--- start EXTRACTED ENTRIES ---

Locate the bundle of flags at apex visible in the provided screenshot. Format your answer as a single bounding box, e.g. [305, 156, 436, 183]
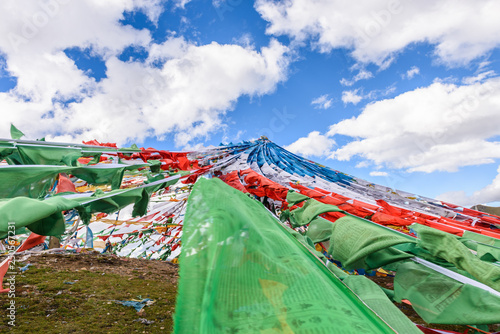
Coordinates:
[0, 133, 500, 333]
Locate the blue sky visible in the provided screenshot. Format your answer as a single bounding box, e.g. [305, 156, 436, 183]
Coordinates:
[0, 0, 500, 205]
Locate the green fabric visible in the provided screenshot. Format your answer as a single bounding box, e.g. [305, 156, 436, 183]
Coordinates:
[286, 190, 309, 206]
[17, 144, 82, 166]
[417, 228, 500, 291]
[394, 261, 500, 325]
[0, 175, 179, 235]
[0, 166, 72, 198]
[118, 144, 141, 153]
[0, 197, 78, 239]
[306, 217, 333, 243]
[148, 160, 161, 173]
[287, 196, 342, 227]
[5, 148, 23, 165]
[343, 275, 422, 334]
[328, 216, 415, 269]
[174, 178, 391, 334]
[0, 164, 148, 198]
[0, 142, 17, 161]
[71, 165, 126, 189]
[10, 123, 24, 139]
[460, 231, 500, 262]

--- end EXTRACTED ENTRIES ---

Extract all of the lines above word for word, omitting any picture.

Locate the bundle of flags at apex visible in the provided screenshot. Format your answer as a single bounding box, e.g. [305, 156, 436, 183]
Coordinates:
[0, 133, 500, 333]
Locate the blue sky visible in the provided screenshot. Format your answer as a single bounding box, e.g. [305, 156, 436, 183]
Coordinates:
[0, 0, 500, 205]
Locate the green fabric visible in the provided screenshot. Format your answer as a single bounding box, e.g. [305, 156, 436, 183]
Coordinates:
[286, 190, 309, 206]
[17, 144, 82, 166]
[417, 228, 500, 291]
[394, 261, 500, 325]
[0, 175, 179, 235]
[0, 166, 72, 198]
[118, 144, 141, 153]
[0, 197, 78, 239]
[306, 217, 333, 243]
[148, 160, 161, 173]
[287, 196, 342, 227]
[5, 148, 23, 165]
[343, 275, 422, 334]
[328, 216, 415, 269]
[174, 178, 391, 334]
[0, 164, 148, 198]
[0, 142, 17, 161]
[71, 165, 126, 189]
[10, 123, 24, 139]
[460, 231, 500, 262]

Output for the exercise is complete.